▸ **SELECTION**:
##############################
Colorado Politics

Senate committee moves forward with Colorado ballot measure to redirect TABOR refunds to schools

A Senate panel on Thursday voted along party lines to move forward with a bill that would ask voters for permission to eliminate Taxpayer’s Bill of Rights refunds and redirect those dollars to K-12 public education.

The 6-3 vote in the Senate Finance Committee sends Senate Bill 135 to the Senate Appropriations Committee for further review.

The referral, which would go to voters for the November general election, would allow the state to keep surplus revenue above the current Referendum C cap. That surplus would go into an Excess State Revenue Account, created under the bill, that would direct the dollars to K-12 education.

The funding is tied to the state’s current K-12 education spending.

For example, if the state spends $4.8 billion on K-12 in 2026-27, the amount the state could keep above the Ref C cap would be equal to that amount.

The fiscal analysis for SB 135 said that the state could collect $22.01 billion in general fund revenue, subject to TABOR, in fiscal 2027-28, based on the December 2025 revenue forecast.

That would be about $817 million over the Ref C cap, so the state would keep and spend that money, instead of refunding it to taxpayers. Any dollars over that would go into the Excess State Revenues Account, which would put extra dollars into K-12 education.

The fiscal analysis estimates K-12 schools would get about $200 million more per year over the next 10 years, for a total of about $2 billion more.

After 2036-27, the excess revenue would be unrestricted, meaning the General Assembly could spend it as it sees fit.

Those who testified on SB 135 on Thursday argued against the bill because it takes away TABOR refunds. Those in support said it would help fund higher teacher pay and reduce classroom sizes.

Every public school student in Colorado is underfunded at $4,000 per student, said Kevin Vick, president of the Colorado Education Association.

SB 135 would allow voters to raise the state’s revenue cap and make “meaningful and desperately needed investments in public education without raising taxes or spending a dollar out of their pocket,” he said.

Vick noted that during the years of the budget stabilization factor, roughly 2010 to 2024, schools lost about $10 billion, which he attributed to the revenue cap. While the state’s “debt” to K-12 has now been paid, that still leaves Colorado public schools underfunded by $3 billion to $4 billion, he claimed.

Candice Mozer, who leads the Poudre Education Association, told the committee what it’s like to be in schools struggling to keep teachers and help students.
##############################
▸ **GIVEN MATERIAL**:
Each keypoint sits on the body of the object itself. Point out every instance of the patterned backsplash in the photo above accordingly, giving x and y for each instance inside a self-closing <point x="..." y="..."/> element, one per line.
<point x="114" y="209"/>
##############################
▸ **WHAT TO WORK ON**:
Go on with the article on the TABOR refund bill, picking up right after its final sentence. The lines are separate material and are not part of the article on the TABOR refund bill.

▸ **RESPONSE TO THIS EXERCISE**:
“It is awful to feel helpless when you see an 8-year-old who just needs a little extra help, and yet there is no one there to deliver it,” Mozer said.

She said she’s sat with colleagues as they cried after losing their position due to funding cuts and recounted when she has to think about telling a student teacher that they might want a “Plan B.”

Mozer said SB 135 “offers a practical way forward that allows Colorado to invest revenue the state already collects into our public schools so we can better support students and the educators who serve them, all without raising taxes.”

Those opposed to the bill claimed the ballot measure would mislead voters.

Education deserves honest funding debates, instead of a policy that redirects taxpayer refunds into permanent government spending, according to Jody Nickerson.

She pointed out that Colorado voters created TABOR to control government growth, but SB 135 steps around that protection.

“There is no voter-friendly transparency in this bill,” she said.

She also took issue with the claim that the measure wouldn’t raise taxes. When the government keeps surplus revenue instead of returning it, that’s not a refund anymore — that’s a tax increase, she told the committee.

Natalie Menten, who represents the TABOR Foundation, took issue with what she claims is the real intent of both the bill and the ballot measure.

The ballot question should clearly disclose that TABOR refunds would be eliminated forever, she told the committee.

Sen. Marc Snyder, D-Colorado Springs, in an exchange with Nickerson, said taxpayers have gotten exactly one TABOR refund check since 2005 — the refunds went out in 2022. In all other years, the money has been refunded through various refund mechanisms, he said.

This bill does not raise taxes, insisted Marlene De La Rose, a member of the Denver Public Schools board. The revenue already exists under the constitution, and SB 135 simply allows voters to decide whether the surplus should be invested in education funding, she said.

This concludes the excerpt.